_DATASET EXCERPTS_.
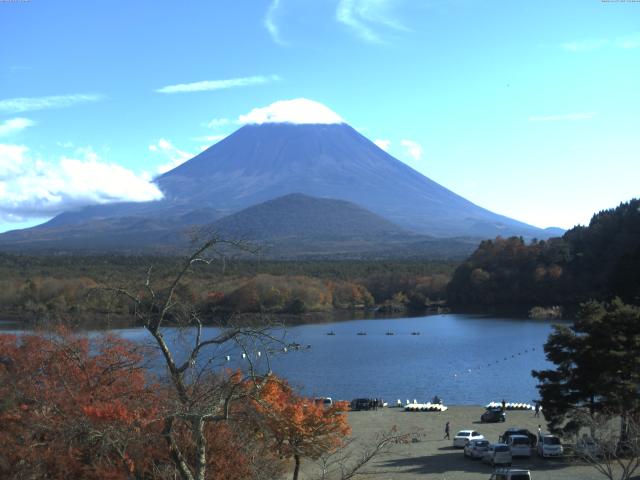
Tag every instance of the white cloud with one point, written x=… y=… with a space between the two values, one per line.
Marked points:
x=36 y=188
x=172 y=153
x=363 y=15
x=270 y=22
x=299 y=111
x=382 y=143
x=218 y=122
x=564 y=117
x=14 y=125
x=414 y=149
x=24 y=104
x=218 y=84
x=212 y=138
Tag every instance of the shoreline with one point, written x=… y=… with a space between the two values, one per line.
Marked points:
x=427 y=456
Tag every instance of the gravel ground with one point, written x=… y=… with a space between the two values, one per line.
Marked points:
x=431 y=457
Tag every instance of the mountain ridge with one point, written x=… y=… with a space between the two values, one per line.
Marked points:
x=258 y=163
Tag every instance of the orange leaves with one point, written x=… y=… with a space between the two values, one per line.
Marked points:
x=69 y=406
x=299 y=425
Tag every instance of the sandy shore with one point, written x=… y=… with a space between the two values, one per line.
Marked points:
x=432 y=458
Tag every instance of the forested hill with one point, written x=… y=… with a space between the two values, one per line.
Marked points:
x=595 y=262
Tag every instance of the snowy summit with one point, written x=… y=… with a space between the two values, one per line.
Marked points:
x=296 y=111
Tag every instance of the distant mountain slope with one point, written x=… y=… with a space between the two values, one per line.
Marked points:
x=259 y=163
x=303 y=217
x=599 y=261
x=292 y=226
x=262 y=162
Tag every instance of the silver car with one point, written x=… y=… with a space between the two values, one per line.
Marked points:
x=549 y=446
x=497 y=454
x=476 y=448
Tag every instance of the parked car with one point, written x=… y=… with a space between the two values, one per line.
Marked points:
x=361 y=404
x=549 y=446
x=465 y=436
x=493 y=415
x=476 y=448
x=586 y=447
x=324 y=401
x=497 y=454
x=510 y=474
x=520 y=445
x=519 y=431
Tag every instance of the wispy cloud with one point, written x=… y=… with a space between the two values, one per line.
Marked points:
x=577 y=116
x=212 y=138
x=218 y=84
x=626 y=42
x=14 y=125
x=173 y=154
x=363 y=16
x=35 y=188
x=25 y=104
x=298 y=111
x=270 y=22
x=383 y=143
x=218 y=122
x=414 y=149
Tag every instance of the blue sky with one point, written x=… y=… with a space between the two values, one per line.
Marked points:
x=530 y=109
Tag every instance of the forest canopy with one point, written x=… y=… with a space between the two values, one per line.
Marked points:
x=599 y=261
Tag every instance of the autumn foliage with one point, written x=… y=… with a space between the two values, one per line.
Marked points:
x=86 y=408
x=301 y=427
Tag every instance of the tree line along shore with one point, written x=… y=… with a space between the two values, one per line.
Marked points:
x=599 y=261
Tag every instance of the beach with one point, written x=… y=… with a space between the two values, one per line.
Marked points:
x=430 y=457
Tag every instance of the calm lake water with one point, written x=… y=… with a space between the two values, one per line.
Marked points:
x=464 y=359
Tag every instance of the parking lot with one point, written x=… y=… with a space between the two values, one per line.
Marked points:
x=431 y=457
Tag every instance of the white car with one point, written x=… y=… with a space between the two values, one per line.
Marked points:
x=476 y=448
x=520 y=446
x=465 y=436
x=498 y=454
x=549 y=446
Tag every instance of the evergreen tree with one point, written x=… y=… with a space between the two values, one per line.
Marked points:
x=597 y=363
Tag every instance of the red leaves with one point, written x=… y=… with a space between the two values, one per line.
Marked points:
x=299 y=425
x=66 y=412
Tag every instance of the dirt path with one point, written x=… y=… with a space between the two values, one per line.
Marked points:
x=432 y=458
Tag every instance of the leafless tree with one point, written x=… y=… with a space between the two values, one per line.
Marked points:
x=610 y=444
x=353 y=457
x=200 y=393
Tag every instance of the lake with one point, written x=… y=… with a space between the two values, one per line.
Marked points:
x=464 y=359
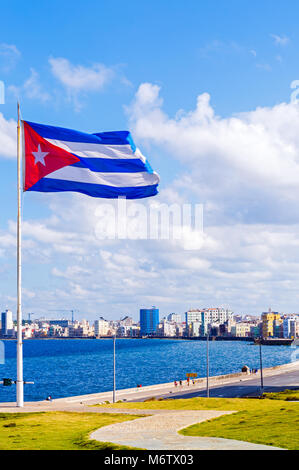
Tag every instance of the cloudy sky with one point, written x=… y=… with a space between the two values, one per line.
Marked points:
x=208 y=90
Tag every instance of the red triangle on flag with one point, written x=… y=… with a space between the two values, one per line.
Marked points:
x=42 y=157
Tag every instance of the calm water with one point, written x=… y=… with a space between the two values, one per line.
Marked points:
x=64 y=368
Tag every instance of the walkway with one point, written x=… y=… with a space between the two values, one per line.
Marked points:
x=159 y=432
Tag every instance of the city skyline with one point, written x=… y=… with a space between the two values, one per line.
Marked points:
x=229 y=144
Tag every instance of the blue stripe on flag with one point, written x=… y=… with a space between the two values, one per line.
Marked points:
x=69 y=135
x=111 y=165
x=94 y=190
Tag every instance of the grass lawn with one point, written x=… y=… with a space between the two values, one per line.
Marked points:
x=55 y=430
x=268 y=421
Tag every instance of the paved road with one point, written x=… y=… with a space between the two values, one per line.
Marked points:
x=246 y=387
x=159 y=432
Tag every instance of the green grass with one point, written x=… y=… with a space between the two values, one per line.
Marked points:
x=287 y=395
x=55 y=430
x=267 y=421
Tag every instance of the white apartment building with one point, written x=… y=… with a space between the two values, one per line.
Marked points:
x=166 y=328
x=101 y=327
x=7 y=328
x=174 y=317
x=241 y=329
x=206 y=317
x=290 y=327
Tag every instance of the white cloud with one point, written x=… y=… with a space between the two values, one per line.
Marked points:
x=79 y=78
x=9 y=55
x=245 y=162
x=280 y=40
x=8 y=137
x=31 y=89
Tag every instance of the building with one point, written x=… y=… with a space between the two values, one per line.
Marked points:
x=270 y=322
x=290 y=326
x=149 y=320
x=206 y=317
x=101 y=327
x=166 y=328
x=174 y=317
x=241 y=329
x=7 y=328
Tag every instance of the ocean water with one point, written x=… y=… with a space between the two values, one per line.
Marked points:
x=64 y=368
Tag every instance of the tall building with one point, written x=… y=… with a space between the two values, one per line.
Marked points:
x=206 y=317
x=290 y=326
x=149 y=320
x=7 y=323
x=175 y=317
x=269 y=321
x=101 y=327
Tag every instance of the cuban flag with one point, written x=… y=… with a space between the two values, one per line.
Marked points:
x=106 y=165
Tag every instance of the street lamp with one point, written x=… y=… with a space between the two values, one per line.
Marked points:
x=208 y=363
x=261 y=367
x=114 y=379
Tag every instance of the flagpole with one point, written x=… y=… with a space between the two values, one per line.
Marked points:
x=20 y=382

_PROBLEM TO SOLVE_. Reproduce all entries without any change, and omit the pictures.

_COMPLETED EXERCISE_.
Tag every instance of the white cloud with one point, written x=… y=… with a space between the two values, one per line.
Marked points:
x=36 y=188
x=172 y=153
x=363 y=15
x=270 y=22
x=299 y=111
x=382 y=143
x=218 y=122
x=564 y=117
x=14 y=125
x=414 y=149
x=24 y=104
x=218 y=84
x=212 y=138
Tag every instance of the shoreline with one point, written x=… y=… with a space between the two values, one per line.
Marked points:
x=427 y=456
Tag every instance of the gravel ground with one point, written x=… y=… with a space between the two values, one per line.
Marked points:
x=431 y=457
Tag every instance of the mountain ridge with one point, written x=… y=… with a space between the two values, one per line.
Marked points:
x=258 y=163
Tag every instance of the orange leaves with one point, written x=… y=… with a space between the two values, one per line.
Marked points:
x=69 y=406
x=299 y=425
Tag every instance of the sandy shore with one point, written x=… y=… with a space between the two values, one per line.
Marked points:
x=432 y=458
Tag every instance of the forested hill with one point, written x=… y=… with a space between the two values, one per line.
Marked points:
x=595 y=262
Tag every instance of the snowy summit with one point, written x=… y=… with a space between the two values, one per line.
Marked points:
x=296 y=111
Tag every instance of the distant mountain slope with one point, written x=… y=… with a space between the two values, one per line.
Marked points:
x=259 y=163
x=303 y=217
x=599 y=261
x=292 y=226
x=262 y=162
Tag every instance of the silver car with one point, written x=… y=… with a space between the two values, one per line.
Marked points:
x=549 y=446
x=497 y=454
x=476 y=448
Tag every instance of the parked car with one point, written x=… y=… with a space between the two values, one per line.
Marked points:
x=361 y=404
x=549 y=446
x=465 y=436
x=493 y=415
x=476 y=448
x=586 y=447
x=324 y=401
x=497 y=454
x=510 y=474
x=520 y=445
x=519 y=431
Tag every instance of the wispy cloud with one point, written x=… y=… with a space between the two values, one per line.
Marked points:
x=577 y=116
x=212 y=138
x=218 y=84
x=626 y=42
x=14 y=125
x=173 y=154
x=363 y=16
x=35 y=188
x=25 y=104
x=298 y=111
x=270 y=22
x=383 y=143
x=218 y=122
x=414 y=149
Tag every instance of the blue sky with one point, written x=… y=… with a space between the two values, one per line.
Marked points:
x=530 y=109
Tag every instance of the forest canopy with one point, written x=… y=… with a space between the two values, one per line.
Marked points:
x=599 y=261
Tag every instance of the autumn foliage with one point, written x=… y=… with a space between the two values, one per line.
Marked points:
x=86 y=408
x=301 y=427
Tag every instance of the tree line along shore with one point, written x=… y=… with a space between the two values, one per line.
Marked points:
x=599 y=261
Tag every instance of the beach with one point, written x=… y=… with a space between the two values, one per line.
Marked points:
x=430 y=457
Tag every instance of the calm lake water with one point, written x=… y=… with a space between the two values, one per line.
Marked points:
x=464 y=359
Tag every instance of the parking lot with one point, written x=… y=… with a space between the two values, one per line.
Marked points:
x=431 y=457
Tag every instance of the white car with one point, written x=… y=… with a space between the two values, one per line.
Marked points:
x=476 y=448
x=520 y=446
x=465 y=436
x=498 y=454
x=549 y=446
Tag every instance of the evergreen tree with one point, written x=… y=… with a space between the two values, one per line.
Marked points:
x=597 y=363
Tag every instance of the red leaves with one point, written x=… y=… with a space between the two values, one per line.
Marked points:
x=299 y=425
x=66 y=412
Tag every instance of the dirt path with one point, written x=… y=… with a space between the two values, one per line.
Marked points:
x=432 y=458
Tag every instance of the leafless tree with one point, written x=… y=… with a space between the two values, one per line.
Marked points:
x=610 y=444
x=353 y=457
x=200 y=393
Tag every instance of the lake with one point, written x=… y=… with a space between the two values, one per line.
Marked points:
x=464 y=359
Tag every instance of the cloudy sky with one point, written x=… y=… with a space between the two values, one per line.
Marked points:
x=208 y=90
Tag every instance of the red triangle on flag with one point, written x=… y=… with a space between the two values, one per line.
Marked points:
x=42 y=157
Tag every instance of the calm water with one point, written x=… y=… with a space between the two values, one per line.
Marked points:
x=64 y=368
Tag every instance of the walkway with one point, written x=… y=… with a space between the two values, one per line.
Marked points:
x=159 y=432
Tag every instance of the city skyline with one point, written x=… y=… with a space between the two values, one per line.
Marked points:
x=229 y=144
Tag every instance of the blue stripe on flag with one point, written x=… y=… with a space between the two values, one per line.
Marked points:
x=69 y=135
x=111 y=165
x=94 y=190
Tag every instance of the grass lawn with one point, written x=… y=… with a space between the two values, one per line.
Marked points:
x=55 y=430
x=268 y=421
Tag every instance of the paved road with one point, written x=… y=… with a space between the two values, one per line.
Marked points:
x=246 y=387
x=159 y=432
Tag every instance of the green grass with one point, written x=… y=… with a space between the two values, one per line.
Marked points:
x=287 y=395
x=55 y=430
x=267 y=421
Tag every instance of the white apartment building with one point, written x=… y=… with a space between the two values, one per line.
Marked points:
x=166 y=328
x=101 y=327
x=7 y=328
x=174 y=317
x=241 y=329
x=206 y=317
x=290 y=327
Tag every instance of the white cloud with one point, written x=… y=… with a space between the two values, one per line.
Marked points:
x=79 y=78
x=9 y=55
x=245 y=162
x=280 y=40
x=8 y=137
x=31 y=89
Tag every instance of the building with one point, written x=… y=… with a space between the two values, one per line.
Marked points:
x=270 y=322
x=290 y=326
x=149 y=320
x=206 y=317
x=101 y=327
x=166 y=328
x=174 y=317
x=241 y=329
x=7 y=328
Tag every instance of the ocean water with one point, written x=… y=… with a space between the two values, one per line.
Marked points:
x=64 y=368
Tag every instance of the tall building with one point, written x=… y=… with a space between the two values, one per line.
Marked points:
x=206 y=317
x=290 y=326
x=149 y=320
x=7 y=323
x=175 y=317
x=269 y=321
x=101 y=327
Tag every instance of the cuban flag with one point, written x=… y=… with a space between the two values, one per line.
Marked points:
x=106 y=165
Tag every instance of the street lamp with one point, written x=… y=… with a space between the two values, one per line.
Marked points:
x=208 y=363
x=261 y=367
x=114 y=379
Tag every instance of the flagpole with one point, written x=… y=… with a space between the two values, one per line.
Marked points:
x=20 y=382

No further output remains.